* Source
So, saying “me too” feels a bit more like an “of course.” It is so normal for us as women that it is more like a “duh”—it is just something that comes with the territory of being a woman…much like it seems the women who were in Harvey Weinstein’s orbit felt like it was just a part of dealing with Harvey. Jokes were made about it. Other women were “warned.”

The power of saying “me too” when it comes to Harvey Weinstein is that the women coming forward NAMED HIM. They said, HE did that to me too.  Because others have said “me too” about him specifically, he is finally being REMOVED from the power that he used to intimidate, coerce, and control young women. And I’m guessing that there will be a new culture at Miramax—maybe no meetings in hotel rooms for starters—because this has come into the light.

I can understand not naming. I never named the 20-year-old at the camp. I was scared, I was 14, I felt like I might have done something wrong to invite that kind of attention, I just wanted to go home and forget about it. Sometimes people can’t name because there is deep fear—that person is “out there” and could come and retaliate. Sometimes, people don’t name because that person is so damn powerful. I opened my mailbox today and saw the cover of my favorite news magazine, The Week, and the cover is Donald Trump, Harvey Weinstein, and Bill O’Reilly all in bathrobes with the cover title, “See no evil: Why powerful men get away with sexual abuse.”

I love the magazine, but the title belies a profound ignorance of the fact that it isn’t just about powerful men. MEN who perpetrate this kind of abuse often get away with it because still…men are IN POWER.

This is a small blog so I can afford to be tangential, but this is my issue with people who see kneeling at the anthem problematic. The flag and the anthem are meant to be symbols of freedom and freedom that is grounded on EQUALITY for all humans. That symbol only works if that is the reality of all people who are supposed to engage with that symbol—whether that is pledging allegiance with a hand over the heart to a flag or standing hand over heart for a certain song. The fact of the matter is that this has not been a country where there is indeed equality for all—for people of color, for white women, and particularly for women of color. It is a deep sickness—a sickness for which we need to repent and allow God to heal through our ability to LISTEN and God’s ability to TRANSFORM that listening into a new life—a new way of thinking, believing, and behaving. Dismissing it, denying it, excusing it, distracting from it by making it about something else, and especially trying to justify it when it is the opposite of all that is JUST is wrong. It is an affront to God’s creative intent that we all are made in the image of God and wholly BELOVED. The symbol that is meant to unify is no longer doing its job, so let’s get a new symbol. OR at the very least let’s just calm down about people expressing their pain at the fact that what the symbol is supposed to symbolize has not been the reality. Every single Christian should be taking a knee because this flag is not where we pledge our first allegiance anyway. Jesus broke all sorts of customs and protocols to stand in solidarity with those who were marginalized, neglected, and treated as less than human and that is where we are in terms of people of color and women.

The fact that it is taking decades of one of our most revered producers (whose movies I truly do love!) getting caught for women to start saying “me too” makes me so sad. It is an indicator of how normalized this is!! One of my favorite preachers and someone I know as a great husband and dad of three girls once said that he has to remind himself to let women speak and remind himself that he doesn’t have to have the “last word” because he was “trained as a man to own a room.”  This guy is one of the best of the best. He is acknowledging it, he is looking out for it, so because of that, I know that we are not going to find him clad in a bathrobe luring young girls to hotel rooms and threatening the destruction of their careers if they don’t get in line. This man isn’t perfect, but he is aware and that, my friends, is what I would ask of all men everywhere.

* Given information

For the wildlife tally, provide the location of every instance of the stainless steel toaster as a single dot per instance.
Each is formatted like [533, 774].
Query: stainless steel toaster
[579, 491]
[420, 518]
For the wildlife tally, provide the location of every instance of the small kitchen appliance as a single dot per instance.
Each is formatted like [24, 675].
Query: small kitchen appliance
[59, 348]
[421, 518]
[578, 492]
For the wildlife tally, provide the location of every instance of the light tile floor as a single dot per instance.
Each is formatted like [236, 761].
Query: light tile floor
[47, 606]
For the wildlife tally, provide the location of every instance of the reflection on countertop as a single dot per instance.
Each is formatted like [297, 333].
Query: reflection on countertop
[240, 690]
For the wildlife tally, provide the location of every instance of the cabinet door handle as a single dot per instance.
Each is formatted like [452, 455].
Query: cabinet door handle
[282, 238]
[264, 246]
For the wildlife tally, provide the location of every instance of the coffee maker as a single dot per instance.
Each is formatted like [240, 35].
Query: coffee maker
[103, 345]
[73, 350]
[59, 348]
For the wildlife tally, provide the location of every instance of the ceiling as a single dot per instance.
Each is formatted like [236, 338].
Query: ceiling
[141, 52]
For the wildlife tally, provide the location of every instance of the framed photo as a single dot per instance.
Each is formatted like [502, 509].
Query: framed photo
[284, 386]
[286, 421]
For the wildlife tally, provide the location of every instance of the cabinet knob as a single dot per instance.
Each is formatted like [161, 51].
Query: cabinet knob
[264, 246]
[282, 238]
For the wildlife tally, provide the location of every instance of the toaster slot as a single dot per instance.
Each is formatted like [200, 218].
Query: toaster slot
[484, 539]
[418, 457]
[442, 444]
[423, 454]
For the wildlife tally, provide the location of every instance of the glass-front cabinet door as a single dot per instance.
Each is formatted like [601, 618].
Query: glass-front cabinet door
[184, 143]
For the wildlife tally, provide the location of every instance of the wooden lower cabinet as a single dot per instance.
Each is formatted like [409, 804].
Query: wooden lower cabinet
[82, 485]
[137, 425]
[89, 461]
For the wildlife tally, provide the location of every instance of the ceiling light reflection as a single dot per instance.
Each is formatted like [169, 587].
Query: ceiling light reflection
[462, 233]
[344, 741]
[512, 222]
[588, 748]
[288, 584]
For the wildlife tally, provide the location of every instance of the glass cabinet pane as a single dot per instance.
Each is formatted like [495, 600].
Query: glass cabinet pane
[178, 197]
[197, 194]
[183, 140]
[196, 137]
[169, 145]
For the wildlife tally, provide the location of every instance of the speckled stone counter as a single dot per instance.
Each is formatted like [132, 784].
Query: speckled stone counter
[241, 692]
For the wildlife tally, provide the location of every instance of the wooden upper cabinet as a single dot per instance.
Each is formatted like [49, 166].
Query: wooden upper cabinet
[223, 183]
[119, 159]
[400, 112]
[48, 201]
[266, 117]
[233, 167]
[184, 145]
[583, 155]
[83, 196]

* To do
a – Collect every line of the entries that contains the string "wooden", treating case as significant.
b – Continue the blog post on saying "me too," starting after its final sentence.

* Task-by-task results
a –
For the wildlife tally, provide the location of every instance of the wooden lower cabinet as a single dot per instance.
Query: wooden lower cabinet
For the wildlife tally, provide the location of every instance of the wooden upper cabinet as a single dot per instance.
Query: wooden upper cabinet

b –
Men, listen to yourselves!! Listen to your inner voice—the way you talk about and think about women when you are by yourself. Listen to your outer voice—the way you talk about women or let them be talked about when you are with your buddies, what our President has called “locker room talk.” Listen to the messages that you get about women from our culture. Listen!! And then ask yourself these questions:

*Does it sound like a human is being talked about or an object?

*Are you feeling threatened? Let me rephrase…do you feel like if women are treated as they should be (equal), there will be less for you?

More importantly, LISTEN to the female voices in your life. What are they saying?

*”No” If you hear a woman say this ever, STOP what you are doing. Immediately. I don’t care what you were doing before, what she was wearing, what you “thought” was going to happen because she “seemed into it.” She said NO and you have to stop.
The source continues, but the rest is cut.